-- START Document excerpt --

Wisconsin Diminished Value
In Wisconsin, the statute of limitations on torts is 6 years, this means that you need to file suit against the at fault driver within 6 years of the accident.
If the insurance company is offering you an unfair loss in value amount, you need to hire an independent appraiser to rebut their valuation.
You can also escalate the claim by contacting the Wisconsin Insurance Commissioner.
To get the process started and to get a free estimate, please fill out the form below.
Insurance Bad Faith in Wisconsin
Citation: Wis.Admin.Code sec Ins.§6.11(3); Wis. Stat. Ann. §628.34
Chapter Ins 6 GENERAL
Ins 6.11 Insurance claim settlement practices.
(3) Unfair claim settlement practices.
(a) Any of the following acts, if committed by any person without just cause and performed with such frequency as to indicate general business practice, shall constitute unfair methods and practices in the business of insurance:
1. Failure to promptly acknowledge pertinent communications with respect to claims arising under insurance policies.
2. Failure to initiate and conclude a claims investigation with all reasonable dispatch.
3. Failure to promptly provide necessary claims forms, instructions and reasonable assistance to insureds and claimants under its insurance policies.
4. Failure to attempt in good faith to effectuate fair and equitable settlement of claims submitted in which liability has become reasonably clear.
5. Failure upon request of a claimant, to promptly provide a reasonable explanation of the basis in the policy contract or applicable law for denial of a claim or for the offer of a compromise settlement.

-- END Document excerpt --

* **Written task**: Reproduce the Wisconsin diminished value text verbatim between "To get the process" and "Unfair claim settlement practices.", inclusive.

-- START Dataset excerpts --

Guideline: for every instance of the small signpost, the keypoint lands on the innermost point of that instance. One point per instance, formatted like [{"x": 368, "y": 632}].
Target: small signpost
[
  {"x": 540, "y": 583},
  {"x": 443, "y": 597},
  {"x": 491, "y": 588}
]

-- END Dataset excerpts --

* **Response below**:
To get the process started and to get a free estimate, please fill out the form below.
Insurance Bad Faith in Wisconsin
Citation: Wis.Admin.Code sec Ins.§6.11(3); Wis. Stat. Ann. §628.34
Chapter Ins 6 GENERAL
Ins 6.11 Insurance claim settlement practices.
(3) Unfair claim settlement practices.